• [Exercise prompt]: Pull every line of text from the material below and reproduce it word for word, omitting the pictures.

• [Supplied material]:
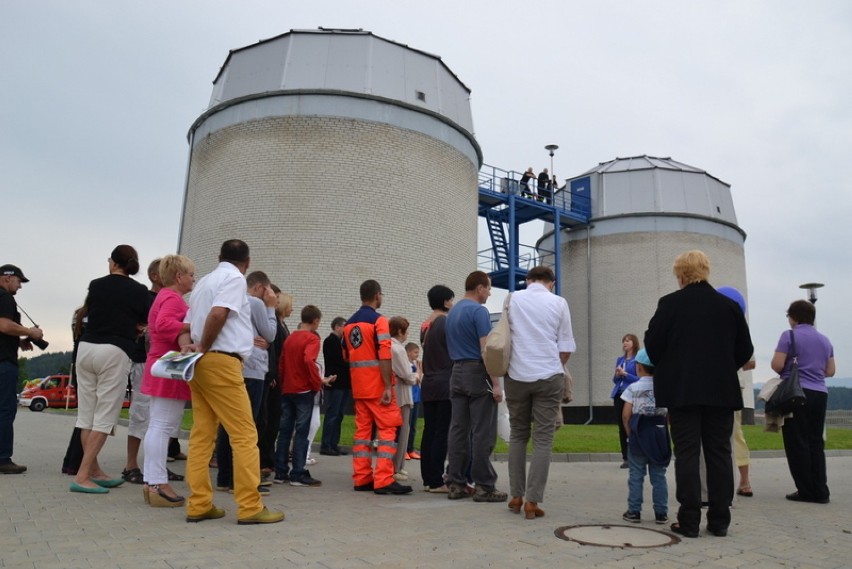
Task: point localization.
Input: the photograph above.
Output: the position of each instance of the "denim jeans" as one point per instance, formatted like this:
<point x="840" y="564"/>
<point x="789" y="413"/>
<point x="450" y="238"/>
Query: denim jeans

• [Answer for the task]:
Task: point localization.
Input: the photograph above.
Output: the position of each instance of the "denim jeans" as one point per instance, formatted like this:
<point x="840" y="564"/>
<point x="789" y="413"/>
<point x="450" y="238"/>
Query: denim jeans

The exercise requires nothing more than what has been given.